* _Texte fourni_:

⟨

Si le document atteste bien de l'existence de la blanquette de Limoux dès 1544, rien n'indique qu'il s'agissait bien d'un vin effervescent. « Certains indices le laissent supposer, comme son prix, supérieur aux autres vins, ou son conditionnement en [bouteilles], alors que le contenant de l'époque est le fût, précise l'historien. Mais nous n'avons aucun document authentifié de l'époque attestant du caractère mousseux de la blanquette. Et aucun document n'indique non plus que la blanquette n'était pas un vin effervescent. »

Les Champenois ont évidemment une autre version de l'histoire. Ils affirment qu'ils sont les premiers à avoir maîtrisé l'élaboration des vins mousseux. « Il existe des références à des vins effervescents bien plus anciennes que celles mises en avant par l'ODG de la blanquette de Limoux. L'effervescence étant due à une refermentation en bouteille, à l'origine non maîtrisée, ce phénomène est apparu dès les débuts de la civilisation du vin », assure Brigitte Batonnet, documentaliste au CIVC.

L'interprofession champenoise (CIVC) a d'ailleurs demandé à Benoît Musset, docteur en histoire et maître de conférences à l'Université du Mans (Sarthe), d'effectuer une recherche sur le sujet.

« Le plus ancien document connu est un papyrus égyptien qui date du 23 octobre 522 après Jésus-Christ. Énumérant les cas d'annulation d'une vente de vin, il citait la reprise de la fermentation au printemps, s'accompagnant d'un pétillement qui était alors considéré comme un défaut », indique ce spécialiste dans une note rédigée pour le CIVC.

⟩

* _Consigne 1_:
D'après le texte sur l'origine des vins effervescents, quelle date porte le papyrus égyptien présenté comme le plus ancien document connu ?
* _Consigne 2_:
Dressez la liste complète des organismes et institutions nommés dans le texte sur l'origine des vins effervescents.
* _Consigne 3_:
Prolongez, s'il vous plaît, le texte sur l'origine des vins effervescents à partir de sa dernière phrase.

* _Données fournies_:
⟨

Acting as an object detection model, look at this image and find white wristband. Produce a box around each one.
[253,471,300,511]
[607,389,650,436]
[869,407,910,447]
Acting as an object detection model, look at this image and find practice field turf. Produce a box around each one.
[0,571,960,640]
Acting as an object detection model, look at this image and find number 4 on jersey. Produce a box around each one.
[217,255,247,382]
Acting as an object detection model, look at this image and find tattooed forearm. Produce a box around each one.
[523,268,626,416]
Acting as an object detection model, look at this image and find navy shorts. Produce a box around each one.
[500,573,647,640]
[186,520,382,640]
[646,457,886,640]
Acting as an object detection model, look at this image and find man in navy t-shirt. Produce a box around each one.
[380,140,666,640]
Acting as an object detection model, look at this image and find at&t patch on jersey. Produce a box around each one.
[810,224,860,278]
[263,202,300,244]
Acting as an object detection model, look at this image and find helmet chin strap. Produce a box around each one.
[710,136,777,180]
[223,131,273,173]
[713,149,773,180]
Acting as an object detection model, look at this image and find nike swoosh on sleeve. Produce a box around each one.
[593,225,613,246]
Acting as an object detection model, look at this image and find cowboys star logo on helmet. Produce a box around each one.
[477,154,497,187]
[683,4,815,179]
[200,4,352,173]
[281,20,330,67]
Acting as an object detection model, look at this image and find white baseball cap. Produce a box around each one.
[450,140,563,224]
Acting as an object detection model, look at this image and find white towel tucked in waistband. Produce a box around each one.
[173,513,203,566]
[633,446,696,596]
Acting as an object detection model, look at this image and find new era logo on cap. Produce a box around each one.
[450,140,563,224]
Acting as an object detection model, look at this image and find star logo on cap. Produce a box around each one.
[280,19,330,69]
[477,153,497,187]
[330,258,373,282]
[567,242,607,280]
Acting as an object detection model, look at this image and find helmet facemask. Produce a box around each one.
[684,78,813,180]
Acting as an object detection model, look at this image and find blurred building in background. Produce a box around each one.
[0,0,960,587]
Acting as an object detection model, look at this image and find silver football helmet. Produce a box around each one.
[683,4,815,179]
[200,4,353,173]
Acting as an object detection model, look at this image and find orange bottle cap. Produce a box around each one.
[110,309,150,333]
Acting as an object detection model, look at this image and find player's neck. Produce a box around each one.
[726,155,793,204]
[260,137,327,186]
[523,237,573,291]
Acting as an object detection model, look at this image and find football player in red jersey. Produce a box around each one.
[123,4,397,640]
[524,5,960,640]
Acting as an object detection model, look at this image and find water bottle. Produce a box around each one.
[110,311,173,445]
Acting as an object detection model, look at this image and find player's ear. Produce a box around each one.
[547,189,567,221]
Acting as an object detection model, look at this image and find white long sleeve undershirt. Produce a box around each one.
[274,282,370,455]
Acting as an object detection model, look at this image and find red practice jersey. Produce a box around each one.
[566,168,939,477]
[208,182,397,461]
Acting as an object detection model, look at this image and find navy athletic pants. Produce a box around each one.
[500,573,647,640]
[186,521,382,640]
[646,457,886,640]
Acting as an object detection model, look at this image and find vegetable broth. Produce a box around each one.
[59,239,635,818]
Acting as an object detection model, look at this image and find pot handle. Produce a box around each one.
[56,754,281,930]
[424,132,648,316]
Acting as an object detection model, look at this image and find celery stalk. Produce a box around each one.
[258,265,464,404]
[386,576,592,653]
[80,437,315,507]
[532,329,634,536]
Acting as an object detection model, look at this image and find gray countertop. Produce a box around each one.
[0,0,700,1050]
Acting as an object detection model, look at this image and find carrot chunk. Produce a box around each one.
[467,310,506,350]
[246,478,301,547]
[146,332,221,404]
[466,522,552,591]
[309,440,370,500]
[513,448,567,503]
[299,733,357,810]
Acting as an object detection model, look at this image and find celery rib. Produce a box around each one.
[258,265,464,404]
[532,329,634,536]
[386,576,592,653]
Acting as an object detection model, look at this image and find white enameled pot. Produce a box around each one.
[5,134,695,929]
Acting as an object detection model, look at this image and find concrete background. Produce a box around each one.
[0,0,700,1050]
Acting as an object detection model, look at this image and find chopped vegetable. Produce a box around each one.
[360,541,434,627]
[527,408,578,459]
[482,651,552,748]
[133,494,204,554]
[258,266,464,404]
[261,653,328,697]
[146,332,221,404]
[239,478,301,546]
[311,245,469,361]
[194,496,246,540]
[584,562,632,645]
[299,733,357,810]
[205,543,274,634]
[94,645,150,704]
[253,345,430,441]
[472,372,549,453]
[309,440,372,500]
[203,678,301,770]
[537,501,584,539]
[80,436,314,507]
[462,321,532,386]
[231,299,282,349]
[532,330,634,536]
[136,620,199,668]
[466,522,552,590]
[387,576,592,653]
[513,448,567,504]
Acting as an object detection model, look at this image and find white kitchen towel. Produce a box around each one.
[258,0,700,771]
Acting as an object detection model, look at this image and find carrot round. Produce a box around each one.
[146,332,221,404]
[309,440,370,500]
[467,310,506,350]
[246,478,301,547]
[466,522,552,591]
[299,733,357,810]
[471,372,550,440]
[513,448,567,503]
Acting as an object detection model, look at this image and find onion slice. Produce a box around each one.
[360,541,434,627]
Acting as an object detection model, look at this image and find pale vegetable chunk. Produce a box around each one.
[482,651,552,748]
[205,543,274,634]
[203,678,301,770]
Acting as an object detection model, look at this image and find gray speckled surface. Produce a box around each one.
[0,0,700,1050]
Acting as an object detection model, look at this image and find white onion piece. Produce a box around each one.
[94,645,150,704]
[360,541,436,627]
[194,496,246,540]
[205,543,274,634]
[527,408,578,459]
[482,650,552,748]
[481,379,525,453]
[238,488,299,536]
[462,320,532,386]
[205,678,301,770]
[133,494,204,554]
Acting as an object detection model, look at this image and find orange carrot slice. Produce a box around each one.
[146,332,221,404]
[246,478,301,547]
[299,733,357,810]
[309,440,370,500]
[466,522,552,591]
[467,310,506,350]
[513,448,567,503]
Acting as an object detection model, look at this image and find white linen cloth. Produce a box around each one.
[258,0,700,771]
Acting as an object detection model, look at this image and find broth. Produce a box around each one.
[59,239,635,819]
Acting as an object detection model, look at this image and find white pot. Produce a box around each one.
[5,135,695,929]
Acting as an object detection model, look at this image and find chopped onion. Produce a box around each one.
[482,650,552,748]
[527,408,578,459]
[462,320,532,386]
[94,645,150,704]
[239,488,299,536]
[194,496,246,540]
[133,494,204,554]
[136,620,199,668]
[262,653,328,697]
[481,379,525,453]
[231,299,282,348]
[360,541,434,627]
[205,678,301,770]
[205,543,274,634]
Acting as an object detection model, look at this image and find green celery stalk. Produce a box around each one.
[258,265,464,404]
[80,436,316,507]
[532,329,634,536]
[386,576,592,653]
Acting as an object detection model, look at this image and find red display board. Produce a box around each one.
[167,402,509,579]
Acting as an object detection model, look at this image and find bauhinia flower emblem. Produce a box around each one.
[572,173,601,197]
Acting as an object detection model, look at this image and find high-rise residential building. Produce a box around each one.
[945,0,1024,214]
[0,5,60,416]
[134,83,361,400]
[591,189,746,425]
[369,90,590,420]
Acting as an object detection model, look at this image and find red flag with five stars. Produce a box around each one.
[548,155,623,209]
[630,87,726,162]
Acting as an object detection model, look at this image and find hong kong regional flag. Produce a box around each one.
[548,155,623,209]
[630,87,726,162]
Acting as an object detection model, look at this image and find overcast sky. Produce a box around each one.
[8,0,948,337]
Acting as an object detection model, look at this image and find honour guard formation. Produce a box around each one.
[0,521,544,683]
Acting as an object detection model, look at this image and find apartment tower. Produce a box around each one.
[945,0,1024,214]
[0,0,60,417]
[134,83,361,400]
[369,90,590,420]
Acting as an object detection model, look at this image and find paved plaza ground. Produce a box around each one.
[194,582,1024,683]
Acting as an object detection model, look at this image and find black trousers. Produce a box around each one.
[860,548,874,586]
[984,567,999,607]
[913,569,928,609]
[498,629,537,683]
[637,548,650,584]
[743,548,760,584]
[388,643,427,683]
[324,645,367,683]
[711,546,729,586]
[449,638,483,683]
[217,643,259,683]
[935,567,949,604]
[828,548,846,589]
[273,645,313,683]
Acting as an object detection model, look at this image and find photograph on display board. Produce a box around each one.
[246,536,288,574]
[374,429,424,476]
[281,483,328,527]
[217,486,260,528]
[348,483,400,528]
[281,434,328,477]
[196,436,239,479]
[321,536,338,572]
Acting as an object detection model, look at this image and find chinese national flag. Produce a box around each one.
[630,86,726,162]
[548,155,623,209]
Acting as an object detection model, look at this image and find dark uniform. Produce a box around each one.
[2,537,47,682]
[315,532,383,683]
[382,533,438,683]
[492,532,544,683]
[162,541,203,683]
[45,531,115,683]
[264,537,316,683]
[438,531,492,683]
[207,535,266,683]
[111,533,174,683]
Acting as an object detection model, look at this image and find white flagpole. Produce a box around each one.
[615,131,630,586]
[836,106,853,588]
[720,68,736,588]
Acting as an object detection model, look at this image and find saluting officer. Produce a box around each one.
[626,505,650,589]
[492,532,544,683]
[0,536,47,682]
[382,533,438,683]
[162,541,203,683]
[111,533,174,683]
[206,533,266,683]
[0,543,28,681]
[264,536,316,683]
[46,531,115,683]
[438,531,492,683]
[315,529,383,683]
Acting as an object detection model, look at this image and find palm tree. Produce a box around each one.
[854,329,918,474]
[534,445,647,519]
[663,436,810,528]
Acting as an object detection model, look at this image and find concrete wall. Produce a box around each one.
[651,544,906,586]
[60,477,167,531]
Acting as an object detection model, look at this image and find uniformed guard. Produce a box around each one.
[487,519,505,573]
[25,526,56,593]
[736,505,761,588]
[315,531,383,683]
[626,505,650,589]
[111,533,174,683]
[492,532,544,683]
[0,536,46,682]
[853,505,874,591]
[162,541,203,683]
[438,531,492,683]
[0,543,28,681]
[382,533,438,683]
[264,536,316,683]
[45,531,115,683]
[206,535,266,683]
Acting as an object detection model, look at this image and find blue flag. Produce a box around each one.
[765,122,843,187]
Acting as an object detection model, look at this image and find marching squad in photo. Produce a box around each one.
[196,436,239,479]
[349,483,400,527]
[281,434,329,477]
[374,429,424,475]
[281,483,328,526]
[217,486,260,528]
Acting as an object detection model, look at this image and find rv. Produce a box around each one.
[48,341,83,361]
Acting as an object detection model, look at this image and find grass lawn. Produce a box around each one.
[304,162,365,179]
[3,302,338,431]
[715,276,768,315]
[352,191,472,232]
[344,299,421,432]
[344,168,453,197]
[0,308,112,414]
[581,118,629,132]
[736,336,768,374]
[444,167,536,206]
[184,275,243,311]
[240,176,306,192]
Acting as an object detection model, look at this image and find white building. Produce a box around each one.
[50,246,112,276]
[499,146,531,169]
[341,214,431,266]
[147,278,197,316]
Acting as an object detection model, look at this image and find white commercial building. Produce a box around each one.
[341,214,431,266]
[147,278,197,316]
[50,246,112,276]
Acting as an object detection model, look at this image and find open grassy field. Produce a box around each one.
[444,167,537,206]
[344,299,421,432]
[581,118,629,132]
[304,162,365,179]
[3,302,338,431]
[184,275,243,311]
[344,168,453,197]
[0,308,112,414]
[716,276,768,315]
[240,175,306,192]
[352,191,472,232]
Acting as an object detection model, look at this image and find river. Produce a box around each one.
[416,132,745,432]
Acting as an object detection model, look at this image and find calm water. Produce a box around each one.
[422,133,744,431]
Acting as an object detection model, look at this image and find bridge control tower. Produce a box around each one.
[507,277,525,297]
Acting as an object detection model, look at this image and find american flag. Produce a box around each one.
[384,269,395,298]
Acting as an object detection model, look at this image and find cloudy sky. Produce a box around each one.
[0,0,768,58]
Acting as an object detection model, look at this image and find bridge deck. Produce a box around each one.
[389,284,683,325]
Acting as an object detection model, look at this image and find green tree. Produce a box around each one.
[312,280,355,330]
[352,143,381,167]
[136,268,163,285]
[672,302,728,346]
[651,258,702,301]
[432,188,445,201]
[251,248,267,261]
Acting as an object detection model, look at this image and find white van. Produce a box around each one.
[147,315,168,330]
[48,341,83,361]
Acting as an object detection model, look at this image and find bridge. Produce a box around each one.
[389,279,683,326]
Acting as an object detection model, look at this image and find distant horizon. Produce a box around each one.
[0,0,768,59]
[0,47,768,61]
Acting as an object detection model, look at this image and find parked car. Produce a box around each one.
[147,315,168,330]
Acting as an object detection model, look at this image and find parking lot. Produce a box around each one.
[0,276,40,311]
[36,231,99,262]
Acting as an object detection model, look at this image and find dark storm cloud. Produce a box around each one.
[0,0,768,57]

⟩

* _Réponse 1_:
Le 23 octobre 522 après Jésus-Christ.

* _Réponse 2_:
- L'ODG de la blanquette de Limoux
- Le CIVC (l'interprofession champenoise)
- L'Université du Mans (Sarthe)

* _Réponse 3_:
Cet expert relève que durant le Moyen Âge, il est souvent question de vins pétillants dans les textes, sans que l'effervescence soit associée à un vin en particulier. Elle n'est ni régulière, ni comprise, ni provoquée. En 1571, un médecin français rapporte qu'on la rencontre en Champagne (Reims), en Bourgogne et en Provence.

« La thèse selon laquelle les vins mousseux auraient été "inventés" à Limoux dans les années 1530 ne tient guère. Si la blanquette de Limoux est bien mentionnée dans un document datant de 1544, le terme de blanquette renvoie au cépage et nullement à un vin pétillant. Jusqu'au début du XIXe siècle, le vin de Limoux n'est jamais signalé parmi les vins mousseux dans les traités de viticulture ou même dans les récits de voyage », soutient Benoît Musset.

Ce n'est que dans les années 1670-1690 que naissent les champagnes mousseux. Leur caractère pétillant est recherché, même si la prise de mousse est encore mal maîtrisée.

La première référence historique au champagne effervescent date de 1711. Elle apparaît dans une pièce de théâtre, « Jupiter curieux impertinent », joué à la foire Saint-Germain le 3 février 1711. « Procureurs, quand vous avalez ce grand vin de Champagne, (...) un vin qui mousse », chante un des personnages.

« Vers 1710, moins de 10 000 bouteilles étaient vendues chaque année », précise l'historien. Ce n'est qu'à la fin du XVIIIe siècle que d'autres vignobles comme Die, Saint-Péray, Limoux ou l'Ardèche s'emparent de ces techniques pour élaborer des mousseux, comme le retrace Cyrus Redding dans son ouvrage « A history and description of modern wines », paru en 1833.

« Nous pouvons affirmer, à la lueur de documents avérés, que le champagne est le premier vin mousseux produit dans un territoire déterminé et de manière régulière par des producteurs locaux », conclut l'expert.